## Prompt
Please pull out every line from the entries below that contains the string "gold", matching case exactly.

## Listing

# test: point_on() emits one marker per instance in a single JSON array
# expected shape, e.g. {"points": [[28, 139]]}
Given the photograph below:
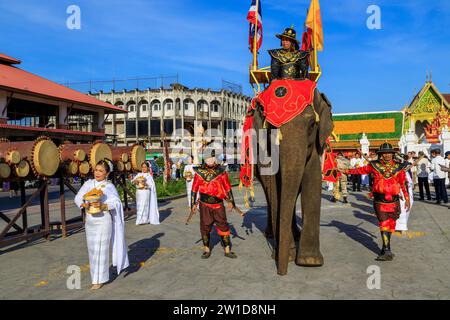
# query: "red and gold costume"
{"points": [[389, 178], [214, 187]]}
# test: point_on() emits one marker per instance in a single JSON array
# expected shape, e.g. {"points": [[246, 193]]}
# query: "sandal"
{"points": [[206, 255], [230, 255]]}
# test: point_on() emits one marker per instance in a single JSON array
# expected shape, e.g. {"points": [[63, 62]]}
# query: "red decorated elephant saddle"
{"points": [[283, 100]]}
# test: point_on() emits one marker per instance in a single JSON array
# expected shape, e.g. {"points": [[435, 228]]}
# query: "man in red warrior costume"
{"points": [[211, 181], [389, 180]]}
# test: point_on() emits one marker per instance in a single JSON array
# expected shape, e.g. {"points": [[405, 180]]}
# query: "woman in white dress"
{"points": [[146, 199], [105, 227], [402, 222], [188, 175]]}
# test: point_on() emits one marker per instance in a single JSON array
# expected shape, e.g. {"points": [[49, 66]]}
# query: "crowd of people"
{"points": [[423, 173]]}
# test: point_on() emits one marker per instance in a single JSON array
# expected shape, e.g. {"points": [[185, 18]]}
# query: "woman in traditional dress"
{"points": [[188, 175], [402, 222], [105, 227], [146, 199]]}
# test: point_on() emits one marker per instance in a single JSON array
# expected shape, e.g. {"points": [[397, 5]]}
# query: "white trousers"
{"points": [[98, 235]]}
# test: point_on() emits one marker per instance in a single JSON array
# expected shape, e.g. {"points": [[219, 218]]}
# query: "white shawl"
{"points": [[112, 199]]}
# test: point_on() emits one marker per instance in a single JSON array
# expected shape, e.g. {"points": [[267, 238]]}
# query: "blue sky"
{"points": [[205, 41]]}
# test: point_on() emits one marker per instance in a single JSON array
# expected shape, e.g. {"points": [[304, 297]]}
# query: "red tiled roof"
{"points": [[14, 127], [9, 60], [447, 97], [18, 80]]}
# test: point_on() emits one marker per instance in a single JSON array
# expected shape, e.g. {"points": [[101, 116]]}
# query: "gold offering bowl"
{"points": [[188, 176], [142, 183], [94, 204]]}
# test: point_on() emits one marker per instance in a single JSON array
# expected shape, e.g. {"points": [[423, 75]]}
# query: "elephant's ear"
{"points": [[326, 126]]}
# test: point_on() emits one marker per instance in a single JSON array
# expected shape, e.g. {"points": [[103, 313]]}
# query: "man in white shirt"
{"points": [[439, 175], [356, 163], [423, 172]]}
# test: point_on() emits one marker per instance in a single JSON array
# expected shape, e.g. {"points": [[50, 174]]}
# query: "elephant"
{"points": [[300, 172]]}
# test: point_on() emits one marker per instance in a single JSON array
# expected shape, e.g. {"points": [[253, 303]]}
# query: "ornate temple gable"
{"points": [[423, 109], [441, 120], [427, 102]]}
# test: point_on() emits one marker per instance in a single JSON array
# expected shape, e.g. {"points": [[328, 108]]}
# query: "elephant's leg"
{"points": [[309, 251], [295, 230], [291, 180], [265, 182]]}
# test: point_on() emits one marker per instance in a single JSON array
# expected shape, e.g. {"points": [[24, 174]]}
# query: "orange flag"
{"points": [[314, 22]]}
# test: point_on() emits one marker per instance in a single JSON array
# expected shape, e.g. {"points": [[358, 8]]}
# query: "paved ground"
{"points": [[166, 260]]}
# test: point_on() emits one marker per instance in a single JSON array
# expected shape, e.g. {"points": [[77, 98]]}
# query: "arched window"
{"points": [[168, 104], [156, 105], [131, 106], [143, 105], [215, 105]]}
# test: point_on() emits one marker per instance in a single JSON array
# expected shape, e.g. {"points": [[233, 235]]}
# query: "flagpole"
{"points": [[255, 39], [315, 35]]}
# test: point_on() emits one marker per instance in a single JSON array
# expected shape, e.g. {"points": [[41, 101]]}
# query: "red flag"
{"points": [[330, 171]]}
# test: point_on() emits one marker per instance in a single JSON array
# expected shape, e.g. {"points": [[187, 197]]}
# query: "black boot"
{"points": [[225, 240], [385, 254], [205, 240]]}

## Result for this exercise
# query: "red and gold costume"
# query: "gold offering bowl"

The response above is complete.